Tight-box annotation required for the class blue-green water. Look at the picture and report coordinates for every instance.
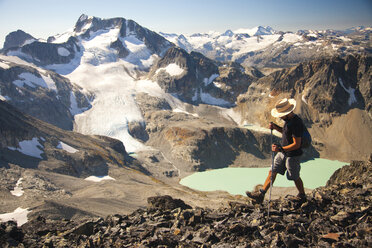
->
[180,158,347,195]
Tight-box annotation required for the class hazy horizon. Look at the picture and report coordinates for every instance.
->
[0,0,372,47]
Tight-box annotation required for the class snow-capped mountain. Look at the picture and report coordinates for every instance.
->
[161,26,371,67]
[0,55,91,130]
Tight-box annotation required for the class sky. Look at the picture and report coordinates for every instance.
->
[0,0,372,47]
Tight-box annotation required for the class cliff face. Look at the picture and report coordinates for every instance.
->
[236,56,372,161]
[0,157,372,247]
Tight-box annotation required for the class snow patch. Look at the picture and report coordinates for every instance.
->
[13,72,57,92]
[213,82,223,89]
[84,176,115,183]
[8,137,44,159]
[338,78,357,106]
[10,177,24,197]
[155,63,185,77]
[56,141,79,153]
[173,108,199,117]
[0,61,10,70]
[0,208,31,226]
[204,74,220,86]
[200,89,231,106]
[58,47,70,57]
[70,91,87,115]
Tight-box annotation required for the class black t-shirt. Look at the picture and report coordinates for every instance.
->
[282,115,304,157]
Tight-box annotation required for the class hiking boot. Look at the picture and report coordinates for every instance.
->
[245,191,265,204]
[295,193,307,202]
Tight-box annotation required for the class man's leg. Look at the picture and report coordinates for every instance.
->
[245,153,285,203]
[262,170,278,192]
[295,177,305,196]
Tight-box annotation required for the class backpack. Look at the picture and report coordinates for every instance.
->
[301,124,312,148]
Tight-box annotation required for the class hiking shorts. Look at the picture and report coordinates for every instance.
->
[273,152,301,181]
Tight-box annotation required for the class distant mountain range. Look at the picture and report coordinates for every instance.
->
[160,26,372,68]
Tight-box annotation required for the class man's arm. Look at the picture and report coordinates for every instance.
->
[271,137,301,152]
[269,122,283,133]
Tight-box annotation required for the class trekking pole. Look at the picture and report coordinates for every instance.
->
[267,129,274,218]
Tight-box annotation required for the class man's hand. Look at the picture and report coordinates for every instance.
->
[269,122,276,130]
[271,144,279,152]
[271,144,284,152]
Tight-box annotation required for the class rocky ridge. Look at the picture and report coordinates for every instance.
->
[0,156,372,247]
[2,14,172,67]
[235,55,372,161]
[0,56,93,130]
[148,47,263,107]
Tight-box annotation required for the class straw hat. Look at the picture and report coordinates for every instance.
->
[271,98,296,117]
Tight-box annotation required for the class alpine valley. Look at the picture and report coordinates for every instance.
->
[0,15,372,247]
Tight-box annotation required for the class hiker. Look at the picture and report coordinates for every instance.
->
[246,98,306,203]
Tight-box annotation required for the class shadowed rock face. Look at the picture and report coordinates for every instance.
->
[0,156,372,247]
[237,55,372,161]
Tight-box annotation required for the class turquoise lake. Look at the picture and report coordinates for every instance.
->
[180,158,348,195]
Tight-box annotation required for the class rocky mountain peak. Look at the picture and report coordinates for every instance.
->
[3,29,35,50]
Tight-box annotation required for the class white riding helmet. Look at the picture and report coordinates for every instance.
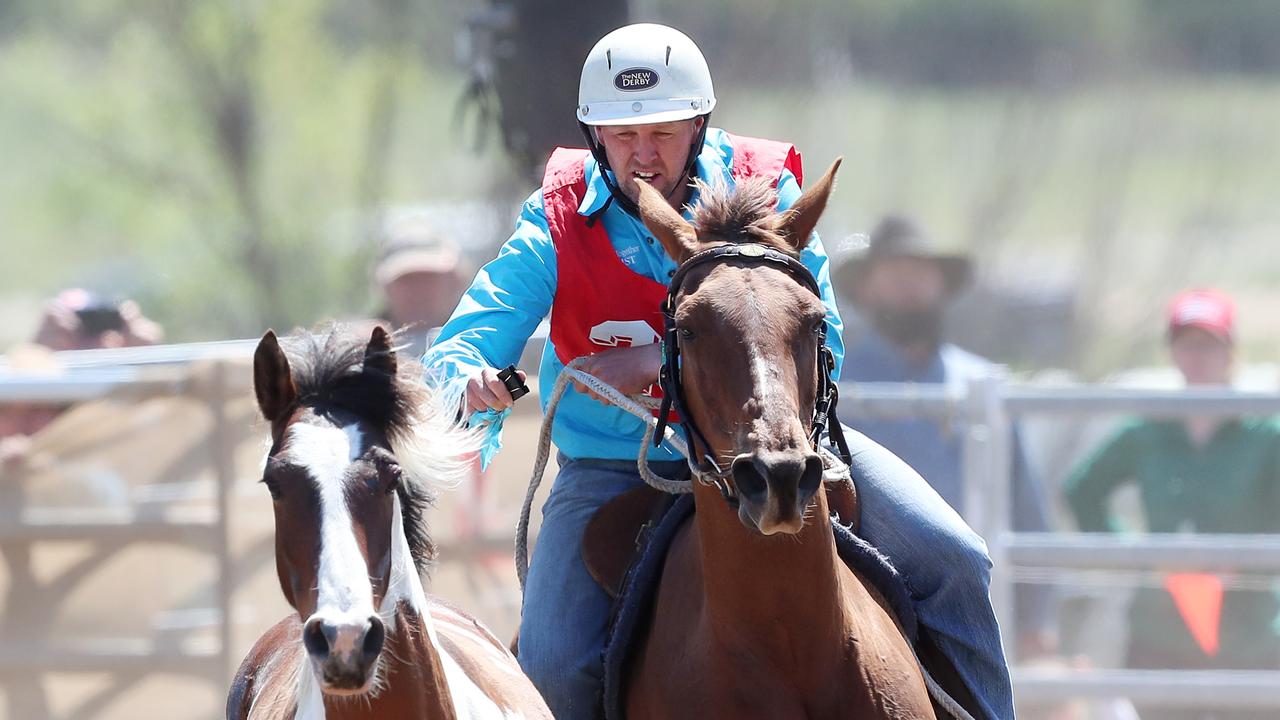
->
[577,23,716,126]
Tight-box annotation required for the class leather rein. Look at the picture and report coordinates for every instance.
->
[653,242,852,506]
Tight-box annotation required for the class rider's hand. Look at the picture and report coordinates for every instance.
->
[467,368,527,413]
[573,342,662,402]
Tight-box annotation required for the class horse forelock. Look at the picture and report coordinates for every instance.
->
[273,324,481,573]
[692,177,796,256]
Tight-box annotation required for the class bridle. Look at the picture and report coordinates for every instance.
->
[653,242,852,506]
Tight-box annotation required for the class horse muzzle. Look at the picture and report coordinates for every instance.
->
[302,615,387,694]
[732,451,822,536]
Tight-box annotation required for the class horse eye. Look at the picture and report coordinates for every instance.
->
[378,462,404,495]
[262,477,280,500]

________________________________________

## STATED TASK
Render all the material above as a two-column CSV with the headers text and boxes. Give one row for each class to be boxed, put each field in double quotes, replace line breaks with spaces, and leave out the pictures.

## CORRECT RESULT
text,boxes
"Tight-box annotation required for the class blue-green water. Look at the picture and report coordinates for every instance. ->","[180,158,347,195]"
"Tight-box annotation required for the class hazy horizon. Look at the picture and report coordinates for every instance. ->","[0,0,372,47]"
"Tight-box annotation required for the class snow-capped mountain. Look at the picture and report coordinates for every instance. ->","[161,26,371,67] [0,55,91,130]"
"Tight-box annotation required for the class sky. Look at the picture and report coordinates for every instance. ->","[0,0,372,47]"
"Tight-box annotation required for the class cliff face. Look at the picture and report coordinates for every instance. ->","[236,56,372,161] [0,157,372,247]"
"Tight-box annotation required for the class snow patch. Look at the picture and report coordinates for every instance. ->","[13,72,57,92] [213,82,223,89] [84,176,115,183] [8,137,44,159] [338,78,357,106] [10,177,24,197] [155,63,185,77] [56,141,79,153] [173,108,199,117] [0,61,10,70] [0,208,31,226] [204,74,220,86] [200,89,231,106] [58,47,70,57] [70,91,87,115]"
"Tight-box annotation required for the class black t-shirt. Look at the picture and report coordinates for every instance. ->","[282,115,304,157]"
"Tight-box annotation required for the class hiking boot. Look at the picture and report coordinates for every instance. ->","[245,191,265,204] [295,193,307,202]"
"Tight-box annotation required for the class man's leg. Look at the picture and report coordinates for every instance. ->","[245,153,285,203] [262,170,278,192] [295,177,305,196]"
"Tight-box annotation required for the class backpack. Look at the picture and report coordinates for every instance. ->","[301,124,312,148]"
"Tight-box annotation required for the class hiking shorts. Look at the picture and report coordinates for every instance. ->","[273,152,301,181]"
"Tight-box annotation required for the class distant mountain range. Look at the picture and report coordinates for every instance. ->","[160,26,372,68]"
"Tight-box annotation required for the class man's arm. Look at the picture and report coordinates for every instance. ->","[271,137,301,152] [269,122,283,133]"
"Tight-box annotation required for the class trekking pole. Look at the picture and report coordinates for every instance. ->","[267,129,274,218]"
"Tight-box annotation required for the class man's hand. Look at the picture and report coordinates for every instance. ->","[269,122,276,130] [271,144,279,152] [271,144,284,152]"
"Tight-box annotation required for the class rocky ridge. Look at the picture and report coordinates for every instance. ->","[0,156,372,247] [2,14,172,67] [235,55,372,161] [0,56,93,130] [148,47,263,107]"
"Tight-box annotation required for the class straw hat. Look at the picture and report coordinates for every instance. ->","[271,98,296,117]"
"Tight-box annotation required for the class alpine valley. Look at the picture and report coordinates for every instance. ->","[0,15,372,247]"
"Tight-box annotation required for the class hiker. Look at the picture and report coordinates for every instance. ->","[246,98,306,203]"
"Tight-box annotation required for the class shadowed rock face. Look at the picture and report coordinates for every instance. ->","[0,156,372,247] [237,55,372,161]"
"Tight-box annotation required for the class turquoise lake. Look at the picture and report coordinates for every instance. ->","[180,158,348,195]"
"Tight-box annotation required for the class rocky mountain peak. Look at the picture and report coordinates for every instance. ->","[3,29,35,50]"
"Tight-box annotation required for the class white riding helmet. Look at the picture and report coordinates for every instance. ->","[577,23,716,126]"
"Tight-box annotation required for the class leather rein. Look at the picture and report coordinates for every instance. ->","[653,242,852,506]"
"Tight-box annotation required for the class rider's hand. Look at the picture and report coordinates for every instance. ->","[467,368,527,413] [573,342,662,402]"
"Tight-box annotation required for the class horse forelock. Look at the picture and report coordinates for every instance. ->","[273,324,481,573] [692,177,796,256]"
"Tight-box annotation required for the class bridle. Look at the picture and report coordinates for every instance. ->","[653,242,852,506]"
"Tight-box annotation required for the class horse muzzle. Look at the picture and report coordinates for every instance. ->","[302,615,387,694] [732,451,822,536]"
"Tight-box annotation required for the class horse eye. Look at the picture and report coordinates for every instance. ->","[378,462,404,495] [262,477,280,500]"